▸ WORK TO COMPLETE: Which lines in the data below contain the word "wooden"? List each of them in full.

▸ RECORDS TO PROCESS:
+++

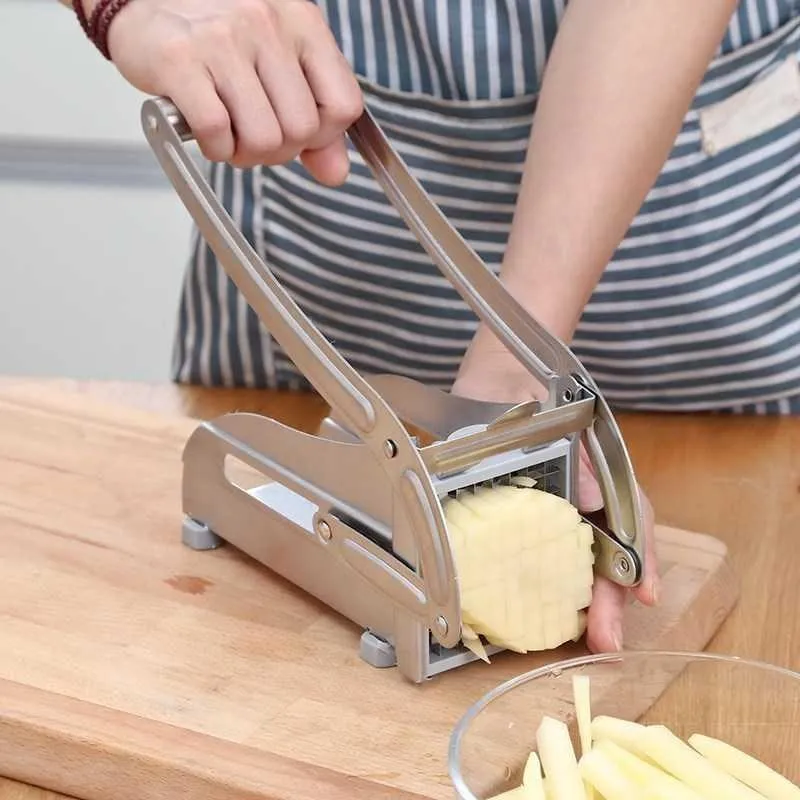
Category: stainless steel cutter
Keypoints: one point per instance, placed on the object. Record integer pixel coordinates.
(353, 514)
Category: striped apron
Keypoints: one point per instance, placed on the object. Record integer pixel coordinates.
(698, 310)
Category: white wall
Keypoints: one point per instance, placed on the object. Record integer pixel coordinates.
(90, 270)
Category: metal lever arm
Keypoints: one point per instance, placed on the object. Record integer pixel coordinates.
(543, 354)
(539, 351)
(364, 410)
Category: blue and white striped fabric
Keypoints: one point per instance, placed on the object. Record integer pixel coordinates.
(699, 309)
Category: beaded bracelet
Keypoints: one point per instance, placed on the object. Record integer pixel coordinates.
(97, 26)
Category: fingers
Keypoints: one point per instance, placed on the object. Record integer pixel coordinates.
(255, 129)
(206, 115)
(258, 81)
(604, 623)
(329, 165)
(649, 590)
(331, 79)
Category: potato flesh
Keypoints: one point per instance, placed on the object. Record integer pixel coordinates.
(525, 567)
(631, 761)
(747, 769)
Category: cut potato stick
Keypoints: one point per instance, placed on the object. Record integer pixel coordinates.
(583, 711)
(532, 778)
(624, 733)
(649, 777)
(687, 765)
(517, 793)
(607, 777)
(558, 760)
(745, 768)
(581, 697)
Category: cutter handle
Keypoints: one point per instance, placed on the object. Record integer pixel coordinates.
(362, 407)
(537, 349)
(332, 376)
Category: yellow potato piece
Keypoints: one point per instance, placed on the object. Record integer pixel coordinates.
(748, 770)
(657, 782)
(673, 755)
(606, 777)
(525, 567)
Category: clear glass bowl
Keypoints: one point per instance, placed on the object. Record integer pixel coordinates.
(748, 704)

+++

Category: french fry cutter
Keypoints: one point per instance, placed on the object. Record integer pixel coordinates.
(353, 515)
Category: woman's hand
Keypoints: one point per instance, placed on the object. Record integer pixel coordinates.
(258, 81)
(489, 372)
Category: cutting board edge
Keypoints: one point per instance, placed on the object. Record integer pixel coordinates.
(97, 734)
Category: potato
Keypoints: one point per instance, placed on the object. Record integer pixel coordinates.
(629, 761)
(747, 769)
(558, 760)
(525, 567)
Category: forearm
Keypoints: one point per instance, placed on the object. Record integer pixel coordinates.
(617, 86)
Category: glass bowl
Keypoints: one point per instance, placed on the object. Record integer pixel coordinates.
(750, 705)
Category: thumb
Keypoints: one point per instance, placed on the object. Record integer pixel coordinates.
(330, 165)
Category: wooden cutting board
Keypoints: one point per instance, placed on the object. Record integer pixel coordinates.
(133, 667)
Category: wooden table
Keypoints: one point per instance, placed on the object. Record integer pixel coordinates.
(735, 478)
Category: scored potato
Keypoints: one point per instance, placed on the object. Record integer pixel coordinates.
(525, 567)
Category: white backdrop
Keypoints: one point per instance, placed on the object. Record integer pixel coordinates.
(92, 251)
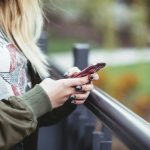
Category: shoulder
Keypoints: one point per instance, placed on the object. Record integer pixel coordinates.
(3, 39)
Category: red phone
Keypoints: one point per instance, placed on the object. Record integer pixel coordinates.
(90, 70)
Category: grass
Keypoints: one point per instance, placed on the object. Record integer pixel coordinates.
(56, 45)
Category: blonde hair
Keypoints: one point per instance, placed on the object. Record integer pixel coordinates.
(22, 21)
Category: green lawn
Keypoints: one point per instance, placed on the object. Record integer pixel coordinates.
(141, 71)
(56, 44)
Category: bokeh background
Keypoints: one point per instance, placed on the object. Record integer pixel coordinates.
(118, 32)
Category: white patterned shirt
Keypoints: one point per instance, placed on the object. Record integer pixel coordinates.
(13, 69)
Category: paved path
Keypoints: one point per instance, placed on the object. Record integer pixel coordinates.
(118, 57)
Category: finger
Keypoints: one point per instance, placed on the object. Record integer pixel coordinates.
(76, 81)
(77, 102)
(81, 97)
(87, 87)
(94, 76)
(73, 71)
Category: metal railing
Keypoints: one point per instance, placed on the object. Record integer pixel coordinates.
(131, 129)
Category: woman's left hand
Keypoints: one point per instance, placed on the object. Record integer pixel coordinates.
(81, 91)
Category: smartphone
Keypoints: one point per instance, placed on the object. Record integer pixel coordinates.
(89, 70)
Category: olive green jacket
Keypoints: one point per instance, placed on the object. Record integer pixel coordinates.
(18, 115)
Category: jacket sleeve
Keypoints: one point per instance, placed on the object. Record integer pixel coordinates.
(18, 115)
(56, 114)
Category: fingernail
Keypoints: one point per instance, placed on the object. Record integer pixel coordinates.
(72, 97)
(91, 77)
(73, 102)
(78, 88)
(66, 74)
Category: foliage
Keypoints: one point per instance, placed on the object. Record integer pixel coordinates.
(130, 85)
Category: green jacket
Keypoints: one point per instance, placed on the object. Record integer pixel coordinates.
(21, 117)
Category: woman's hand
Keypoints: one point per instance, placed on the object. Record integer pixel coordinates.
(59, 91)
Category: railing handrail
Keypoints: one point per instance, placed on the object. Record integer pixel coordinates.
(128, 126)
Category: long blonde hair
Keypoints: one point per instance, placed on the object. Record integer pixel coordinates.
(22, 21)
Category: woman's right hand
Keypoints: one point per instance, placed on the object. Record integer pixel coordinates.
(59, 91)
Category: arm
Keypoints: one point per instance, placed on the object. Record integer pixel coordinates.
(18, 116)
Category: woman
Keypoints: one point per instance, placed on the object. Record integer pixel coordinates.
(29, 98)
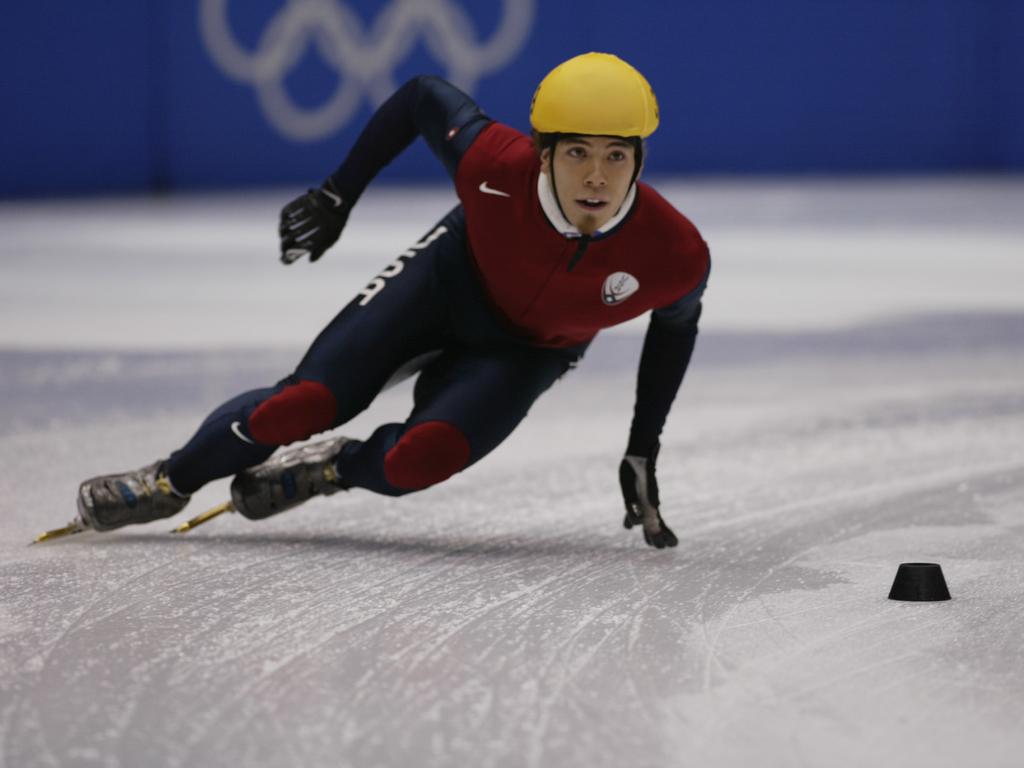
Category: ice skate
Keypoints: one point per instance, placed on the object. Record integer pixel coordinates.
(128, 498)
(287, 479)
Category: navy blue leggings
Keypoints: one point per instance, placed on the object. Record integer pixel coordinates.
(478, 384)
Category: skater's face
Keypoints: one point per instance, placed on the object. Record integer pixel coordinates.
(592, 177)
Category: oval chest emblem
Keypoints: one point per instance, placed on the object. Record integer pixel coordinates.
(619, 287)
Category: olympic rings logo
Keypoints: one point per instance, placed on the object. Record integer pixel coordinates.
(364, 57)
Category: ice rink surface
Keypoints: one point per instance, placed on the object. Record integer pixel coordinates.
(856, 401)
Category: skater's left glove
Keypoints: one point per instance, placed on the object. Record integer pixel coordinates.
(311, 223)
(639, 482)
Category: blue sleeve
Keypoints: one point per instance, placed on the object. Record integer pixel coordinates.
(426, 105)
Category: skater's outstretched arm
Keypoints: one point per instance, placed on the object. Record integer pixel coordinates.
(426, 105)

+++

▸ OUTPUT OF THE EXERCISE:
Category: wooden cutting board
Category: wooden table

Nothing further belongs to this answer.